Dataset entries
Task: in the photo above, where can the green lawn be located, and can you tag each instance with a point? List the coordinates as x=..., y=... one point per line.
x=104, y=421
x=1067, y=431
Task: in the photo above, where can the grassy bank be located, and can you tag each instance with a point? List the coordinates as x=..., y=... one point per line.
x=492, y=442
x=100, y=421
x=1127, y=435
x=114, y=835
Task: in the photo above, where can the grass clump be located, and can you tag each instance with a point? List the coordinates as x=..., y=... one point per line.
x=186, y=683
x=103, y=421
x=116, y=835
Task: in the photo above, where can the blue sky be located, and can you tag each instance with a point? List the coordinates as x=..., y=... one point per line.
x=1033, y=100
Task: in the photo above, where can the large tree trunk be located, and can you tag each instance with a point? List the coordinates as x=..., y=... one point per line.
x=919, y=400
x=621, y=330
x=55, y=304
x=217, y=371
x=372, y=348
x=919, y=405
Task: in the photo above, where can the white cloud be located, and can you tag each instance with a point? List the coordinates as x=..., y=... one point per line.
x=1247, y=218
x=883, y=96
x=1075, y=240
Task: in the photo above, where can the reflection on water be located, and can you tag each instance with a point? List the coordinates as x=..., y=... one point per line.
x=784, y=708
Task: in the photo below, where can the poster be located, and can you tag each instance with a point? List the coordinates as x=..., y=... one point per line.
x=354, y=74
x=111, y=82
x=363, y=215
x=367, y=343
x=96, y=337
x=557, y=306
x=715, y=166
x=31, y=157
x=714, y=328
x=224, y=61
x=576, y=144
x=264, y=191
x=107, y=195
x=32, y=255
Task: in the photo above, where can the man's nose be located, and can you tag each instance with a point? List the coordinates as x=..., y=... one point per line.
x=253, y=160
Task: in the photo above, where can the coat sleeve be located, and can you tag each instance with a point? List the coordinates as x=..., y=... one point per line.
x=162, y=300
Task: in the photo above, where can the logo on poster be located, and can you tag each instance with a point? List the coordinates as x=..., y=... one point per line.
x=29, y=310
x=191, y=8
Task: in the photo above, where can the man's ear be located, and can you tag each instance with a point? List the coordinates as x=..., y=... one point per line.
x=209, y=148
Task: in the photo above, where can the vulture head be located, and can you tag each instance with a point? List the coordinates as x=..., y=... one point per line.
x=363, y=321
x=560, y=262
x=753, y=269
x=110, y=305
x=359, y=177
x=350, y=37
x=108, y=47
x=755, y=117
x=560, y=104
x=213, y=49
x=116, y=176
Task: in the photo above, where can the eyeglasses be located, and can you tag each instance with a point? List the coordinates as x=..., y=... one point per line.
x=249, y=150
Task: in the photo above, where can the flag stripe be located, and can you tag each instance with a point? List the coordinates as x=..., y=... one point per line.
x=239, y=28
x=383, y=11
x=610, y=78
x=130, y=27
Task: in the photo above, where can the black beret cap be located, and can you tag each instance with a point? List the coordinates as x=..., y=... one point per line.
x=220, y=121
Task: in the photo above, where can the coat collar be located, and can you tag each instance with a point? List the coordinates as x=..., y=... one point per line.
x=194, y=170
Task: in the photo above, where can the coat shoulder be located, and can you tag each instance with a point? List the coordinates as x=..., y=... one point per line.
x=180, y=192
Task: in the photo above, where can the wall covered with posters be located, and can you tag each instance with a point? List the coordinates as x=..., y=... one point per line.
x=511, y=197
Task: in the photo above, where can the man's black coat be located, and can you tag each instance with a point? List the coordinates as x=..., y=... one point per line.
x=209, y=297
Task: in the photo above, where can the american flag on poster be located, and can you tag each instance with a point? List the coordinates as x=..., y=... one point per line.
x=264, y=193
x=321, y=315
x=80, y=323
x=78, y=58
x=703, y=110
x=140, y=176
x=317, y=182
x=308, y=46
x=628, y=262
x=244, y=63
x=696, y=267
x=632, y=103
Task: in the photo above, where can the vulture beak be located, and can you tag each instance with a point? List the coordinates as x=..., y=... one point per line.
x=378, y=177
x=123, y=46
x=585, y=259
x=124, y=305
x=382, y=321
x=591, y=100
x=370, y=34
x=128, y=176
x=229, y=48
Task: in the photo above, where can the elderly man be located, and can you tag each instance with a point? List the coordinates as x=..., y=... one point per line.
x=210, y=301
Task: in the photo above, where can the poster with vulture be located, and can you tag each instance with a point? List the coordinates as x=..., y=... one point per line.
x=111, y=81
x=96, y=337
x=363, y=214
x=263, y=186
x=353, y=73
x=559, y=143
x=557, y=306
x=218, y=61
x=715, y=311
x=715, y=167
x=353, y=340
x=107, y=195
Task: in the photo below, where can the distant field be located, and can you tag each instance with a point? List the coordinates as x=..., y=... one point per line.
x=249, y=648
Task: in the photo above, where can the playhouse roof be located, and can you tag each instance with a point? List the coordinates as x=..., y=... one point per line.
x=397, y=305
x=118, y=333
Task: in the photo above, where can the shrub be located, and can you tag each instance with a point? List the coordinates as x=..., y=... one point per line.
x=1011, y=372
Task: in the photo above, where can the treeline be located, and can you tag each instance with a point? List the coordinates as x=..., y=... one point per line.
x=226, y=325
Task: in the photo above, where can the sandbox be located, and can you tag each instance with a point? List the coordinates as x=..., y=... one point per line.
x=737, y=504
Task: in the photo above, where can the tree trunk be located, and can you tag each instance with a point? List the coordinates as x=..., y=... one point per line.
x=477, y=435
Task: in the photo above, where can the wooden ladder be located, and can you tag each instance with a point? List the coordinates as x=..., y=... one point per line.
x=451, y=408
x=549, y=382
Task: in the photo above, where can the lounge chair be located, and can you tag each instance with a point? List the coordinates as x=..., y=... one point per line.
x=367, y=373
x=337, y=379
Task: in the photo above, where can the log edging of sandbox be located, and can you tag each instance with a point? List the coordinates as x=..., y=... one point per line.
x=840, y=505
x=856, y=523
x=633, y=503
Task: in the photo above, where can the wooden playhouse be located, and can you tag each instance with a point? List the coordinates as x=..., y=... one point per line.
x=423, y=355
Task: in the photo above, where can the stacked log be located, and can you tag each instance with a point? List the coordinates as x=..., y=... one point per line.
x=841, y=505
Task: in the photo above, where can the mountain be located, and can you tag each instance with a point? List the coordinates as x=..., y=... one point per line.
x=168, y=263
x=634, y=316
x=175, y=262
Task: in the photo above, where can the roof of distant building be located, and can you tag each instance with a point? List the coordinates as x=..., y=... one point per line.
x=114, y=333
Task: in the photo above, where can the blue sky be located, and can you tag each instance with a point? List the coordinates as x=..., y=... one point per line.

The task → All records above are to be printed exactly, with nothing omitted.

Answer below →
Task: in the photo above, where can the green lawn be located, and can you tag each instance with a point? List the coordinates as x=..., y=... one point per line.
x=104, y=421
x=1067, y=431
Task: in the photo above, where can the grassy bank be located, and can you tag each instance with a point? List the coordinates as x=..., y=... one point per line.
x=492, y=442
x=100, y=421
x=1127, y=435
x=114, y=835
Task: in the photo above, where can the grass clump be located, and can you tag each instance with a point? List the coordinates as x=..., y=... one point per line.
x=186, y=683
x=103, y=421
x=116, y=835
Task: in the photo above, where can the blue sky be located, and can you tag each instance with a point? List the coordinates as x=..., y=... one point per line.
x=1033, y=100
Task: in the photo above, where can the large tree trunk be located, and can you tag each instance with a point? List the coordinates as x=..., y=... one point per line.
x=919, y=400
x=621, y=330
x=55, y=304
x=217, y=371
x=372, y=348
x=919, y=405
Task: in the photo above, where can the white cloud be located, and can you tag each instance with a point? List the coordinates as x=..., y=... one point per line.
x=1247, y=218
x=883, y=96
x=1075, y=240
Task: in the photo above, where can the reflection on water be located, and can you tag each instance with a point? List the coordinates as x=..., y=... one point per line.
x=784, y=708
Task: in the photo below, where can the poster be located, and can you tag each instance with a point? List the coordinates as x=..., y=... one point per line.
x=354, y=74
x=111, y=82
x=363, y=215
x=367, y=343
x=96, y=337
x=557, y=306
x=715, y=166
x=31, y=157
x=714, y=328
x=224, y=61
x=576, y=144
x=264, y=191
x=107, y=195
x=32, y=255
Task: in the photo above, where can the man's nose be located, and can you tag each instance with a point? List the coordinates as x=..., y=... one point per line.
x=253, y=160
Task: in the photo above, where can the coat sleeve be located, and can you tag each instance with a point? List the coordinates as x=..., y=... one point per line.
x=162, y=300
Task: in the photo above, where can the logo on poster be located, and can you tag each instance with a point? List the coordinates as x=..., y=... one point per line.
x=29, y=310
x=191, y=8
Task: in the photo above, where can the man's ear be located, and can you tag each instance with a point? List the coordinates as x=..., y=... one point per line.
x=209, y=148
Task: in the photo above, where can the vulture head be located, and can you tag each instance with a point? List the coordinates as x=..., y=... one point per line.
x=363, y=321
x=560, y=262
x=753, y=269
x=110, y=305
x=359, y=177
x=350, y=37
x=108, y=47
x=755, y=117
x=560, y=104
x=213, y=49
x=116, y=176
Task: in the photo above, where can the eyeglasses be located, and can you tag each instance with a point? List the coordinates as x=..., y=... one point per line.
x=249, y=150
Task: in the photo above, where can the flag stripe be located, and can you tag each instance with a point? List the coordinates as x=..., y=... one point per line.
x=239, y=28
x=383, y=11
x=610, y=78
x=130, y=27
Task: in the photo above, where can the black beret cap be located, and can you tag each instance with a point? List the coordinates as x=..., y=... one point per line.
x=220, y=121
Task: in the photo above, where can the coat collar be located, and can you tag each instance with a point? List the coordinates as x=..., y=... one point per line.
x=194, y=170
Task: in the photo above, where can the coat shoulder be located, and can you tag each instance with a point? List the coordinates as x=..., y=... one point per line.
x=180, y=192
Task: in the photo above, where can the wall covered with posters be located, and can you tag each instance with a point? List the coordinates as x=..., y=... one point per line.
x=511, y=197
Task: in the photo above, where can the man's black coat be located, and can you tag each instance with a point? List the coordinates as x=..., y=... one point per line.
x=209, y=297
Task: in the photo above, where can the american flag on poster be located, and can you tag each instance with a point? List the coordinates as x=..., y=... one point per line.
x=264, y=193
x=321, y=315
x=80, y=323
x=78, y=58
x=703, y=110
x=140, y=176
x=317, y=182
x=308, y=46
x=628, y=262
x=244, y=63
x=696, y=267
x=632, y=103
Task: in the photo above, where can the vulture beak be located, and can you tag each instance with a point? List the coordinates as x=..., y=... one point per line.
x=378, y=177
x=123, y=46
x=585, y=259
x=124, y=305
x=382, y=321
x=591, y=100
x=370, y=34
x=128, y=176
x=229, y=48
Task: in the photo above, where can the elderly man be located, and can you tag each instance with a point? List the coordinates as x=..., y=... one point per line.
x=210, y=301
Task: in the photo above, where can the poster with vulture be located, and can you tag each instance with a point? List the coordinates as x=..., y=... one point per line.
x=111, y=81
x=96, y=337
x=363, y=214
x=263, y=186
x=353, y=73
x=559, y=143
x=557, y=306
x=218, y=61
x=715, y=311
x=715, y=167
x=353, y=340
x=107, y=195
Task: in the photo below, where can the distant field be located, and can you tag each instance with a point? List the coordinates as x=..., y=... one point per line.
x=249, y=648
Task: in the photo above, where can the playhouse roof be located, and can you tag each instance with a point? List the coordinates as x=..., y=... one point per line.
x=397, y=305
x=118, y=333
Task: in the photo above, where can the shrub be located, and can you tag each instance with a point? List the coordinates as x=..., y=... one point per line.
x=1011, y=372
Task: in the photo above, where can the treeline be located, and can you tag each instance with a point? List the coordinates as x=..., y=... one point per line.
x=226, y=325
Task: in the photo above, where can the sandbox be located, and can you tag each instance with a point? List the coordinates as x=..., y=... one point per line.
x=737, y=504
Task: in the photo above, where can the tree trunk be located, and can you tag each instance with a point? List the coordinates as x=..., y=... one point per line.
x=477, y=435
Task: in the photo above, where can the wooden ladder be located, and can you tag each instance with a point? List the coordinates as x=..., y=... one point per line.
x=451, y=408
x=549, y=382
Task: in the photo above, where can the lounge chair be located, and can you tag each instance with a point? List the coordinates as x=..., y=... one point per line.
x=367, y=373
x=337, y=379
Task: in the photo above, where can the log edging of sandbox be located, and can you tag each instance with a point? List the coordinates as x=..., y=... one point per line.
x=840, y=505
x=856, y=523
x=633, y=503
Task: in the photo above, where can the wooden playhouse be located, and can you tag each instance with a point? List the coordinates as x=..., y=... one point per line.
x=423, y=355
Task: in the photo above, where can the stacked log be located, and can you tag each instance with a point? List the coordinates as x=..., y=... one point per line.
x=841, y=505
Task: in the photo above, where can the mountain be located, and can you tag each instance with a point? List the coordinates as x=..., y=... one point per line.
x=168, y=263
x=634, y=316
x=175, y=262
Task: in the photo above, where can the roof of distant building be located, and can you tag each instance with a point? List the coordinates as x=..., y=... one point per line.
x=114, y=333
Task: in the photo above, where can the blue sky be located, and can you tag each instance with a point? List the coordinates as x=..., y=... one point per line.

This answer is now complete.